◆ **Supplied material**:
***

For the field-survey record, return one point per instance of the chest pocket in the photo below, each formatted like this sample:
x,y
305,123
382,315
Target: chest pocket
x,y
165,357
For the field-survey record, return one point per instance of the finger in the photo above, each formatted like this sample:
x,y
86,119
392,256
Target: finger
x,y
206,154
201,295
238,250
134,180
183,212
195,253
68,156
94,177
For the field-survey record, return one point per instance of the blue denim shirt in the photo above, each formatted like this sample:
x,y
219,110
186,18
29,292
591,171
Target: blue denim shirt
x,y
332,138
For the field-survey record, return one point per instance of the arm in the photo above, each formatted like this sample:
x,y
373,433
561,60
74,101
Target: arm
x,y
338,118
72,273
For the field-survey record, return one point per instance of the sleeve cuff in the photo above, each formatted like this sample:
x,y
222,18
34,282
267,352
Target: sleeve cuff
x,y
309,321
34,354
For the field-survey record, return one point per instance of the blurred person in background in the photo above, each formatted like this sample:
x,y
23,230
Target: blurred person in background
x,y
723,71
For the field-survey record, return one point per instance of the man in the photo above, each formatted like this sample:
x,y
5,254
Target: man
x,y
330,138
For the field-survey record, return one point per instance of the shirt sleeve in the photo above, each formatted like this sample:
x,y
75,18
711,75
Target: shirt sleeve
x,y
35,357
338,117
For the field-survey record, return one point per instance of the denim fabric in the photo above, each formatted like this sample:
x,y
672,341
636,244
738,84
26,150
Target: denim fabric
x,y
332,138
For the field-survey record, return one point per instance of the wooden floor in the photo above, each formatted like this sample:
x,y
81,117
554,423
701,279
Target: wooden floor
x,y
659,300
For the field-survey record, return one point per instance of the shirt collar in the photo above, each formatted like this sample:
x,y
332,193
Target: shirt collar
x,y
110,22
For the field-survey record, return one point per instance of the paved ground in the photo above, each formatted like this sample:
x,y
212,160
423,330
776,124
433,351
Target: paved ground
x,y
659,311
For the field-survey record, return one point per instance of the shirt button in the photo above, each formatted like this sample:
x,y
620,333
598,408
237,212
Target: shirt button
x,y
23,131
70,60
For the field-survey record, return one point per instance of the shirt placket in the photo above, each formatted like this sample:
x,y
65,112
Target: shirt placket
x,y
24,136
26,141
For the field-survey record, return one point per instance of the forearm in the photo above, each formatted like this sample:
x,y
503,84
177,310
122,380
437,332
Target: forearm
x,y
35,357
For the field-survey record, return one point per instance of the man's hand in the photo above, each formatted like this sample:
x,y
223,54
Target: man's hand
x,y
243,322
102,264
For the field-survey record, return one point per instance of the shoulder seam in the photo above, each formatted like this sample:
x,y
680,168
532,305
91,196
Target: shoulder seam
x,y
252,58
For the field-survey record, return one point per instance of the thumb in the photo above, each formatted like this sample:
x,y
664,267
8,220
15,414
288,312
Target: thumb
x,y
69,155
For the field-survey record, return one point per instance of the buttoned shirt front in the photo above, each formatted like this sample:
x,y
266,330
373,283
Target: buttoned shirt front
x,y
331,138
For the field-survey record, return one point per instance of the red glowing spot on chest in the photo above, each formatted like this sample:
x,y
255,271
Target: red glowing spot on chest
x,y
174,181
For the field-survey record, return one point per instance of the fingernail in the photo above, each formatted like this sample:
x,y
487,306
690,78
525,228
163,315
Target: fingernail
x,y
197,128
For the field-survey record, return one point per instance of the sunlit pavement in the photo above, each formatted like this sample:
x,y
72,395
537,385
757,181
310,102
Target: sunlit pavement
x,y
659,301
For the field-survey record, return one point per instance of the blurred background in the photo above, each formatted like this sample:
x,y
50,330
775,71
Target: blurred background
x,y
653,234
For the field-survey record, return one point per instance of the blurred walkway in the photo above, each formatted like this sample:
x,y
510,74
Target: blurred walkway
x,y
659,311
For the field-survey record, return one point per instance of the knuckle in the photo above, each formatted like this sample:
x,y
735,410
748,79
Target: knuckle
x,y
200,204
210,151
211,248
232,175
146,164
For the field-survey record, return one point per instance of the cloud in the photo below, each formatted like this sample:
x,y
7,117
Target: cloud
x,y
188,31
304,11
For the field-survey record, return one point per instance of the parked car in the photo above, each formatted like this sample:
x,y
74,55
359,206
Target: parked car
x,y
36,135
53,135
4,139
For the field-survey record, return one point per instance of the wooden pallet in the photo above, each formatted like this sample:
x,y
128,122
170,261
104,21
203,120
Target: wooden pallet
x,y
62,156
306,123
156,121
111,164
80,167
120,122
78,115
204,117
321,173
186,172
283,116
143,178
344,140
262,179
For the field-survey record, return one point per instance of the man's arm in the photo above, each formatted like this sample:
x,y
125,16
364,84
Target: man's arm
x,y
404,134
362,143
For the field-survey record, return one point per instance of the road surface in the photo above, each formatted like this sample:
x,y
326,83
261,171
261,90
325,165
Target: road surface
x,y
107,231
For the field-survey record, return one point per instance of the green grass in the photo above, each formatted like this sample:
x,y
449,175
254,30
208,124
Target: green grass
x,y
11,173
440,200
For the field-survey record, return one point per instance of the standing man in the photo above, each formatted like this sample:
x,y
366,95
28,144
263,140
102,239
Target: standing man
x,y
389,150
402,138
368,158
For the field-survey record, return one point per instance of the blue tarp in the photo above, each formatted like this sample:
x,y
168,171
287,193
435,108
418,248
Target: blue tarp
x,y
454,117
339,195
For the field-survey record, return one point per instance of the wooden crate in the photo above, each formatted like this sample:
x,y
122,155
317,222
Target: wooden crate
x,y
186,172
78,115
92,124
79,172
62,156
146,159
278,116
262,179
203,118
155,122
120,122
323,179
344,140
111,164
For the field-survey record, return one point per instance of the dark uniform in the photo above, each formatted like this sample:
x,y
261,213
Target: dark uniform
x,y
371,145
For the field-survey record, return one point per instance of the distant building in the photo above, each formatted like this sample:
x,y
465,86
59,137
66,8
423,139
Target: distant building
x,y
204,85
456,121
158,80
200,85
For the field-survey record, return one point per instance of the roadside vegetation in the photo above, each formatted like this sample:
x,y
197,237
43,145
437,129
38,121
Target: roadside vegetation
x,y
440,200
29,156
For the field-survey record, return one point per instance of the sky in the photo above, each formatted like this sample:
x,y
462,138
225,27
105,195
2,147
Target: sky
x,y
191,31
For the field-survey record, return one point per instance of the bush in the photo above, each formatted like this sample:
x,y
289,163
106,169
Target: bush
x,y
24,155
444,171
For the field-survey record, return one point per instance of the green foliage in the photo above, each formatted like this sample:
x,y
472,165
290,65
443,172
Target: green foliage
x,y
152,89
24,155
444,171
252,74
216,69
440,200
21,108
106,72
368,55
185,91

***

◆ **What this task involves**: The lines to quote run from the one containing "the wooden crate" through the final line of the material above; please give them exactly, both ends included, and nothing else.

◆ **Solution for this exercise**:
For the field-survey record, return one point per instance of the wooden crate in the photo above, each formatted like this sample:
x,y
122,155
317,222
Target: wooden crate
x,y
186,172
78,115
92,124
79,172
62,156
146,159
278,116
262,179
203,118
155,122
120,122
323,179
344,140
111,164
For the field-survey record, return one point per instance of the dark uniform in the photo above, each formatted like this sample:
x,y
261,213
Target: dark uniform
x,y
371,145
For the field-survey record, return one point per instance of the distant building in the photo above, each formatted like this sample:
x,y
465,86
59,137
66,8
423,139
Target: distant building
x,y
204,85
456,121
158,80
200,85
For the field-survey record, return one point per instance of the roadside vegetation in the photo above, each formatted like this sample:
x,y
197,237
43,145
437,129
38,121
Target: roadside vegetation
x,y
440,200
29,156
For the field-survey record, return one point per instance of the sky in the photo above, each formatted like this sample:
x,y
462,138
225,27
105,195
2,147
Target: sky
x,y
191,31
For the field-survey record, return one point per instance of the bush in the photo above, each formatted like this sample:
x,y
289,163
106,169
Target: bush
x,y
24,155
444,171
For the field-survey record, return one point per instance of the green foliage in the photo above, each formatted like this sample:
x,y
472,165
290,65
443,172
Target: green foliage
x,y
152,89
24,155
444,171
252,74
216,69
440,200
21,108
106,72
368,55
185,91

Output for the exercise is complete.